There’s two sets of credentials we need for our container: the database user credentials, as well as the service account credentials. The Cloud SQL Proxy uses the service account to connect to our Cloud SQL instance.

We can turn the service account json file into a Kubernetes secret, which can be passed into the container and used by the proxy.

kubectl create secret generic cloudsql-instance-credentials --from-file=sql_credentials.json=<service_account_json_file>

And create our db credentials:

kubectl create secret generic cloudsql-db-credentials --from-literal=username=[DB_USER] --from-literal=password=[DB_PASS] --from-literal=dbname=[DB_NAME]

We can use those secrets to set environment variables as part of our deployment that then get picked up by our script, and away we go!

The deployment yaml for my app looks very similar to the codelab one, so I’ll just walk through mine and break down what’s going on (note that the full file is in the repo, I’m just pulling pertinent parts out).

The containers section defines which containers we pull into each node of the k8s cluster. So for ours, there’s two containers we’re using. The one we created with our app in it, and then the SQL Proxy container that’s already setup for us in GCR.

In the randomizer container section you can see how we’re using the image URL from GCR that we uploaded earlier. Remember to change the <PROJECT_ID> value to your project id. The env section defines the environment variables that will be set on the container when it gets deployed. In our case, it’s the database credentials from the secret we created. Remember, we aren’t using the SQL_HOST variable because we’re using the proxy, so the script code will default to using localhost.

      containers:
- name: randomizer
image: gcr.io/[PROJECT_ID]/randomizer
# Set env variables used for database connection
env:
- name: DB_USER
valueFrom:
secretKeyRef:
name: cloudsql-db-credentials
key: username
- name: DB_PASS
valueFrom:
secretKeyRef:
name: cloudsql-db-credentials
key: password
- name: DB_NAME
valueFrom:
secretKeyRef:
name: cloudsql-db-credentials
key: dbname

In the cloudsql-proxy container, the image tag tells Kubernetes where to grab it. As of the writing of this post, I’ve set the latest version of the image (1.16). Check here for the list of containers and see what the latest version is. Update the line image: gcr.io/cloudsql-docker/gce-proxy:1.16 replacing the 1.16 with the latest version. For the command to run, be sure to change <INSTANCE_CONNECTION_NAME> with the connection name for your Cloud SQL instance. If you’re looking at the Overview page of your Cloud SQL instance, you’ll see it under the Connect to this instance header. It’ll look like <project id:region:instance id>. Because the proxy wants a json file as the service account bearer token, we setup a mount with our service account secret we created earlier, and pass that path in to the command to startup the proxy.

============================================================

§ What is needed
In the Cloud SQL Proxy walkthrough, which credentials does the proxy use to connect to the Cloud SQL instance? The records that follow were drawn from a separate source.

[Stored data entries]
============================================================

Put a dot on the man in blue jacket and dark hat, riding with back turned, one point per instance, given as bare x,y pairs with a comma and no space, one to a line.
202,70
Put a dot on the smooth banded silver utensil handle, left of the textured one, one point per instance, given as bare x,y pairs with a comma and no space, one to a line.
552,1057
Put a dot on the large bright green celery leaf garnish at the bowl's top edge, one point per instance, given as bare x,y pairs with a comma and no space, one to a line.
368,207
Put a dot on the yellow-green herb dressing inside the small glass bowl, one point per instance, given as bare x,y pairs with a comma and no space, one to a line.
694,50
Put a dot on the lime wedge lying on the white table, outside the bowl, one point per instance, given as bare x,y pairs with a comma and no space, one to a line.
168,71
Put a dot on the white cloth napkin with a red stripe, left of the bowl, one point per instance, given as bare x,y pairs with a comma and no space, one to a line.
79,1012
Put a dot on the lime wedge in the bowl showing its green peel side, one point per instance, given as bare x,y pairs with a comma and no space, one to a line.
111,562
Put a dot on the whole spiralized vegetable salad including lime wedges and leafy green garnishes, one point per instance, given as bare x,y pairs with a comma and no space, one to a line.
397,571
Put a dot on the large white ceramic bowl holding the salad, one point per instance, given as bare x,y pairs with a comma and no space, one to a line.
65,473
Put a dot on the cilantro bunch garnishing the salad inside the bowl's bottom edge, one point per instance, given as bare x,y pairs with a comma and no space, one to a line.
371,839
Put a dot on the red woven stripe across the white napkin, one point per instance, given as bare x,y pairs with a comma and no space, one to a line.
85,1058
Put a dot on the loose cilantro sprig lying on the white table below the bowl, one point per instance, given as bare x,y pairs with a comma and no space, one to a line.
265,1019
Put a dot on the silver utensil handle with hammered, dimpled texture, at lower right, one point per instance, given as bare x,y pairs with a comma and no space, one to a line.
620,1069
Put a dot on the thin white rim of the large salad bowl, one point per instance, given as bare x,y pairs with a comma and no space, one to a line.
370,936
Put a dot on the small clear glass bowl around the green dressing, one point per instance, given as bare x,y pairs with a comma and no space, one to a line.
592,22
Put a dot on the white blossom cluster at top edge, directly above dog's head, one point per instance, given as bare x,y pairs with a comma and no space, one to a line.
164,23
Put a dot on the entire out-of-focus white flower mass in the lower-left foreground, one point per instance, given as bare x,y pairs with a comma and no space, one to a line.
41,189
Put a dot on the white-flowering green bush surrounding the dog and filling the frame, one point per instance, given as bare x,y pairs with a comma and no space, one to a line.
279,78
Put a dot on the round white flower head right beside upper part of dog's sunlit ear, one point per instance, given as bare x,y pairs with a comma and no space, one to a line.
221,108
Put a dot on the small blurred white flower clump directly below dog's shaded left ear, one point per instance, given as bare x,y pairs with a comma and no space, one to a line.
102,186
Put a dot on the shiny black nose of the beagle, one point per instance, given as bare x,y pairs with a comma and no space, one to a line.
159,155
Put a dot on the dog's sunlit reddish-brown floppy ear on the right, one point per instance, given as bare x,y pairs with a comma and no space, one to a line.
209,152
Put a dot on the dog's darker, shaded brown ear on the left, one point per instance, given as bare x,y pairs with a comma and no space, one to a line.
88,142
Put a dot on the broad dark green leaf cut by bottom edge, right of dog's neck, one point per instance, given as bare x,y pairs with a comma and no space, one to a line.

============================================================

§ The answer
The service account credentials.